◆ **任务说明**
统计下列条目中有多少行含有字符串“outline”，区分大小写。只写出行数。

[数据清单]
* * * *

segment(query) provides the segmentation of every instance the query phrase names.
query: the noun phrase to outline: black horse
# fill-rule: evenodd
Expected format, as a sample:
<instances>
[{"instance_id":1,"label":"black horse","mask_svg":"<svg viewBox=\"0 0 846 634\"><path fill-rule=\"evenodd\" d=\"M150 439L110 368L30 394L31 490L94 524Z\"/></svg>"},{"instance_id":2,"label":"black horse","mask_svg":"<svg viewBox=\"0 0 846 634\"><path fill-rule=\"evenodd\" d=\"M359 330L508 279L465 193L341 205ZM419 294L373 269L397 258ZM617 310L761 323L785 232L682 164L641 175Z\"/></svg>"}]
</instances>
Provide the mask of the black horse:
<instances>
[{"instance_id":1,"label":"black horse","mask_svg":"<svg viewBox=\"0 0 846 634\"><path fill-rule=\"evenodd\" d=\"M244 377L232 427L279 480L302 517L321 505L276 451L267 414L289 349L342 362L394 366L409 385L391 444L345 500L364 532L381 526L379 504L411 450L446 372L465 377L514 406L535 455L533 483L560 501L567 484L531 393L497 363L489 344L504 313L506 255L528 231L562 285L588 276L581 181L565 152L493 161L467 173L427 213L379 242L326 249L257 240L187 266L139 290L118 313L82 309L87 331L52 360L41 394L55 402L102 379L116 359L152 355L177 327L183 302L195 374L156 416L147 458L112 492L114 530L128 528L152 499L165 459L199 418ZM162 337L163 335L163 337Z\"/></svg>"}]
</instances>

* * * *

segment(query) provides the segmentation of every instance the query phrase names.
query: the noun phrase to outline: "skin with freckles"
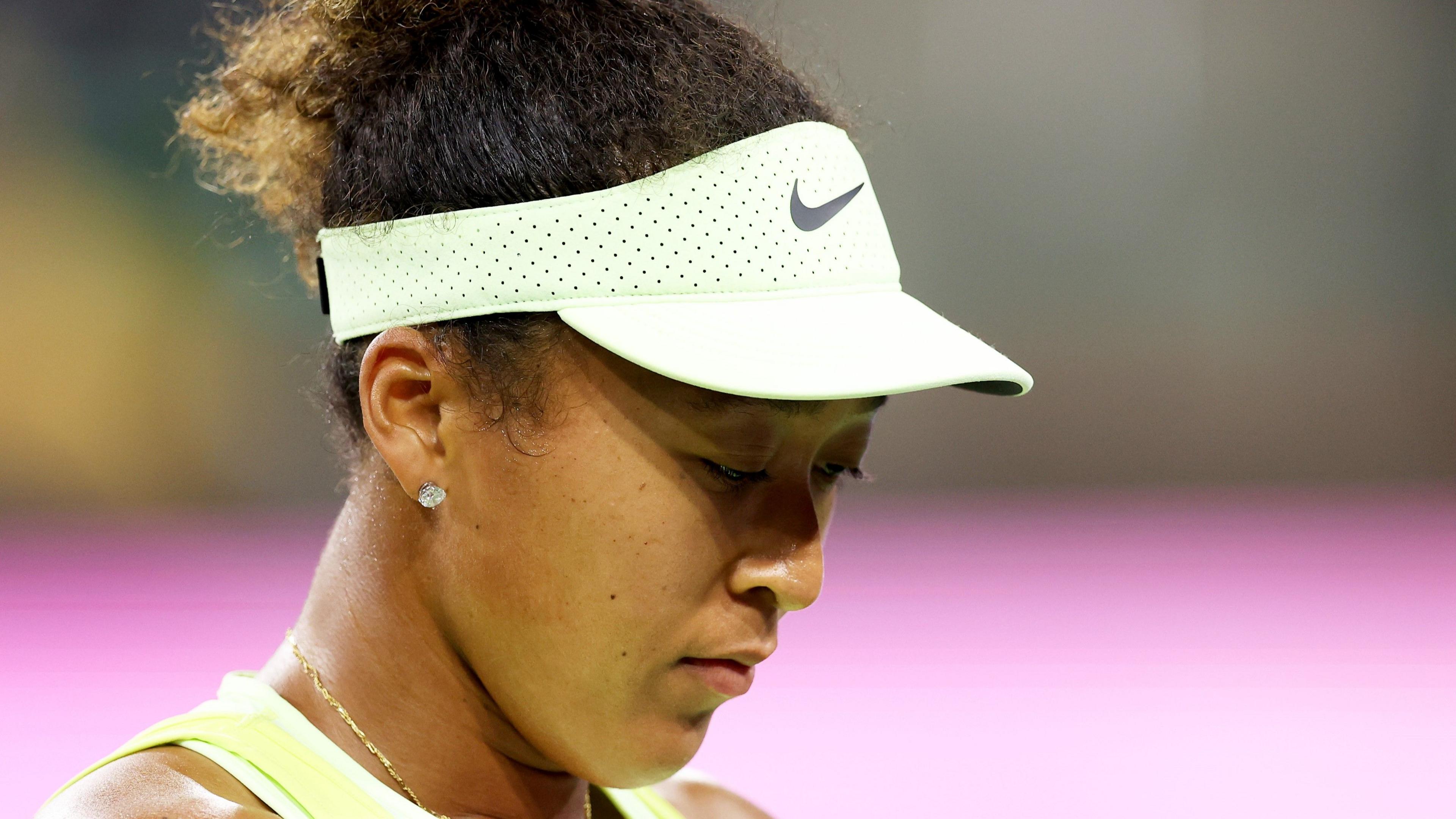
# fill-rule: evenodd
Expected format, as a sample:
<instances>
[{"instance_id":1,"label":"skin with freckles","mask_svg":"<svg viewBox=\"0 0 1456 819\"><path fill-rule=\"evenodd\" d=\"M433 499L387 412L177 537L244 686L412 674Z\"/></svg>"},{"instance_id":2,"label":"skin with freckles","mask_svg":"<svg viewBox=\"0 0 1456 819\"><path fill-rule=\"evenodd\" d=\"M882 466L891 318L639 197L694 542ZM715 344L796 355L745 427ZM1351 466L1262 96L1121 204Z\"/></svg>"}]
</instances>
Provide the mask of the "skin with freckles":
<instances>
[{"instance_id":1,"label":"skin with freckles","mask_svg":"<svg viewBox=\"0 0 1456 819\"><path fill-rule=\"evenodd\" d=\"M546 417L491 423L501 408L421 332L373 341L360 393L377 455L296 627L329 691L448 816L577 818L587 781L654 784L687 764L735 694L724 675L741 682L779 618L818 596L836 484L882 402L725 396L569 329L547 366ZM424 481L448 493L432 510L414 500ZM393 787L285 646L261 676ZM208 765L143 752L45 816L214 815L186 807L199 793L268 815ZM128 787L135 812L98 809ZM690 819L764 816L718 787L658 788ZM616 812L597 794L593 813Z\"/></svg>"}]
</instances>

* * * *

◆ **任务结果**
2